WHAT TO DO
A – Answer these questions from the passage on the Transforming Education Summit:
(i) Who hosted the summit, and during which event?
(ii) What share of children in low-income countries cannot read a basic paragraph by age ten?
(iii) How many organisations in the philanthropy community signed the statement?
B – From the passage on the Transforming Education Summit, return the text between "It was in this" and "it is delivered.", inclusive, copied word for word.

SOURCE PASSAGE
———

It was in this function that I attended the Transforming Education Summit (‘the TES’) in late September. For the first time ever, the UN hosted a Heads of State summit focused on education during the UN General Assembly to shine a spotlight on ‘the global education crisis’. Nine out of ten children in low-income countries cannot read a basic paragraph by age ten. The Covid-19 pandemic has caused further loss, further inequity within education systems, and prompted a host of calls to rethink what education is for and how it is delivered.

Many are saying that the TES marked a turning point to transform education systems. But did anyone fly out of New York City clear and confident on what they, as an individual, organisation or wider community of education actors, are going to do differently?

Philanthropy, at least, will do just that: 58 organisations in the philanthropy community signed a statement put forth by the OECD netFWD and IEFG, setting out what we commit to doing more of, if not differently. We have indeed committed to support local actors, enable a culture of evidence in education, and work in partnership to achieve more-than-the-sum-of-parts impact.

And we will start work now. We will start by establishing a culture of listening, a culture of asking questions rather than jumping to easy answers.

  • What does ‘local’ mean? Is it realistic to expect an entire funding community to align behind the front lines with promises of funding, when the estimated capital at our disposal is miniscule compared to what is needed to move the needle on education?
  • We want to support a culture of evidence in education. Are we even equipped to become learning organisations, evaluating our own pilots and programmes and being honest about success and failure?
  • We commit to working better together, across siloes. But are we ready to see collaboration as more than co-funding and fighting amongst ourselves on whose priority gets picked for that purpose?

———

(Dataset entries)
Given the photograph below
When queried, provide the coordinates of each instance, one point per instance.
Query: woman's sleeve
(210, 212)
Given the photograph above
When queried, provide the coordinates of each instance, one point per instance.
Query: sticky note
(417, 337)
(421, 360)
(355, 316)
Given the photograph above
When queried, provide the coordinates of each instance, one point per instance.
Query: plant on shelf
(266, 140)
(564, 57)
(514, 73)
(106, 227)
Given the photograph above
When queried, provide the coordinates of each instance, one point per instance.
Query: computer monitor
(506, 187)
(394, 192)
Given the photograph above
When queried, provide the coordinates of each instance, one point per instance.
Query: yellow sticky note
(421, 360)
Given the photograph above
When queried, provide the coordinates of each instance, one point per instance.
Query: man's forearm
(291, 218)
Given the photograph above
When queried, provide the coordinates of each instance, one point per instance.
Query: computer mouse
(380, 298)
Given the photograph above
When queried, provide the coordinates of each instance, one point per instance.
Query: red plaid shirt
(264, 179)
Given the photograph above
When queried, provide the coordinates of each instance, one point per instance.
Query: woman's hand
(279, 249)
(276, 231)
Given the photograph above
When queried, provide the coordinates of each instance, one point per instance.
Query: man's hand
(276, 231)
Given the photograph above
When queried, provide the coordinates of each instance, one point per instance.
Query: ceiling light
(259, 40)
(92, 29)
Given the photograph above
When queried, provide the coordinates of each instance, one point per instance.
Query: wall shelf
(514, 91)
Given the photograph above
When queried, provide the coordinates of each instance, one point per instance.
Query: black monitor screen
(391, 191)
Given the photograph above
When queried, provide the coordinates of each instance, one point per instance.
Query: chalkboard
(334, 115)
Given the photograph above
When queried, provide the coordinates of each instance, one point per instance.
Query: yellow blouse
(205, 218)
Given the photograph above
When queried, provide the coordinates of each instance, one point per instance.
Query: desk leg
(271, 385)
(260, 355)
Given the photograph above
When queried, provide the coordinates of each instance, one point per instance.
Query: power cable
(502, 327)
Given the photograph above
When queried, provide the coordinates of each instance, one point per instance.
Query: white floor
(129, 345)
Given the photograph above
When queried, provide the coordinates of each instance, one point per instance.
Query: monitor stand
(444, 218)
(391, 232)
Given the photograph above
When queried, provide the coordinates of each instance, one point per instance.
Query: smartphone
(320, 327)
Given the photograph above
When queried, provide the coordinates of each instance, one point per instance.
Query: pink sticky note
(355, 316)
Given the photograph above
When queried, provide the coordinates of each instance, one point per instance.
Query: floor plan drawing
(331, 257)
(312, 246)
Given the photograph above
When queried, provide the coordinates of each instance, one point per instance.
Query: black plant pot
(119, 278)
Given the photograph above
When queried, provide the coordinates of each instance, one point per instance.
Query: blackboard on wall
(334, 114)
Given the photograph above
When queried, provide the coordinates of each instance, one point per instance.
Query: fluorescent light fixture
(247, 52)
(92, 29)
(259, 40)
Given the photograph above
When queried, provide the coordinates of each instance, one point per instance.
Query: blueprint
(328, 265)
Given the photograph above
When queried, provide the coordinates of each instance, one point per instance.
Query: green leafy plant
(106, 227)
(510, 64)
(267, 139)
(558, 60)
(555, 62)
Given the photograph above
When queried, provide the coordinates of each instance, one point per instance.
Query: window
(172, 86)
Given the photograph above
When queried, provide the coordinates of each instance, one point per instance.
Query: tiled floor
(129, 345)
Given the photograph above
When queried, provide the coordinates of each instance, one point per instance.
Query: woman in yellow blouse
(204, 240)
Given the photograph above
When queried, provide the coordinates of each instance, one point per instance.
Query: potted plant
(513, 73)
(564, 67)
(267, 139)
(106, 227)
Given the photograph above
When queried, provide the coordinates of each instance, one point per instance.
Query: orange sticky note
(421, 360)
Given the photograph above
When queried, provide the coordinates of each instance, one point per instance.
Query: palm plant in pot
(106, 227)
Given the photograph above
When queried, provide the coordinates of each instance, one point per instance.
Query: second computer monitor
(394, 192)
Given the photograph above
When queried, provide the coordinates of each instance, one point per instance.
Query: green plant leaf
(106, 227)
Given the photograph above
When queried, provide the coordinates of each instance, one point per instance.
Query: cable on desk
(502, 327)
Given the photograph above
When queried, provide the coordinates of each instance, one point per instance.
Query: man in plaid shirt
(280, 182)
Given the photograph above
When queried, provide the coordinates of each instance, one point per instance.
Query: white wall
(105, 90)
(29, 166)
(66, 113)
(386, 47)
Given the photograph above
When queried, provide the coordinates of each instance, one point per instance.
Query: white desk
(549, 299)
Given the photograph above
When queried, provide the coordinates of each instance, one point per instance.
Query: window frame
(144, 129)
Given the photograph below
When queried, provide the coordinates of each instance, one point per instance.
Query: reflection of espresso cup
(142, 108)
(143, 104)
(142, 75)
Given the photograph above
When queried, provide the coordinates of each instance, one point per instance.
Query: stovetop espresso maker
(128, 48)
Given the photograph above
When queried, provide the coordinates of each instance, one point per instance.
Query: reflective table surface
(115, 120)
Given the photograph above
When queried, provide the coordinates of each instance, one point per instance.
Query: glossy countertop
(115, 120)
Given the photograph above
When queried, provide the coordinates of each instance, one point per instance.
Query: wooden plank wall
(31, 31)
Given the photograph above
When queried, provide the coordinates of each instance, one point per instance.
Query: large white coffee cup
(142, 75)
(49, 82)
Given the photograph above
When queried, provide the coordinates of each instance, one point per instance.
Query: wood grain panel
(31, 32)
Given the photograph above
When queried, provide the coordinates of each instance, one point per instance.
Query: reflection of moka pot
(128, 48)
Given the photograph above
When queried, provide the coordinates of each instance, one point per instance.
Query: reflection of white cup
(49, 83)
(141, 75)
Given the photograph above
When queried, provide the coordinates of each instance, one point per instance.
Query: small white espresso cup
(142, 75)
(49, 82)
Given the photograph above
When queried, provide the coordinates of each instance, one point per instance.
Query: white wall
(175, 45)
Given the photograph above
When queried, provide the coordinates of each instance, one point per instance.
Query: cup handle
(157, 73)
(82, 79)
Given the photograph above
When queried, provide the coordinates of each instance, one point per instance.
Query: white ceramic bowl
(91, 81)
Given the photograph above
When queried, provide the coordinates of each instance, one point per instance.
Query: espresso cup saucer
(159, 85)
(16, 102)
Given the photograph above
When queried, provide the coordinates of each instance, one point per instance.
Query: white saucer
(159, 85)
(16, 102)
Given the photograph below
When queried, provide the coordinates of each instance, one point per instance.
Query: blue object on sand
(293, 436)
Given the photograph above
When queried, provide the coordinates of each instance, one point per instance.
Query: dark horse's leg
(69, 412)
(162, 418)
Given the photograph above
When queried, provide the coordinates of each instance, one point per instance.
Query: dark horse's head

———

ANSWERS TO THIS EXERCISE
A –
(i) The UN, during the UN General Assembly.
(ii) Nine out of ten.
(iii) 58.

B –
It was in this function that I attended the Transforming Education Summit (‘the TES’) in late September. For the first time ever, the UN hosted a Heads of State summit focused on education during the UN General Assembly to shine a spotlight on ‘the global education crisis’. Nine out of ten children in low-income countries cannot read a basic paragraph by age ten. The Covid-19 pandemic has caused further loss, further inequity within education systems, and prompted a host of calls to rethink what education is for and how it is delivered.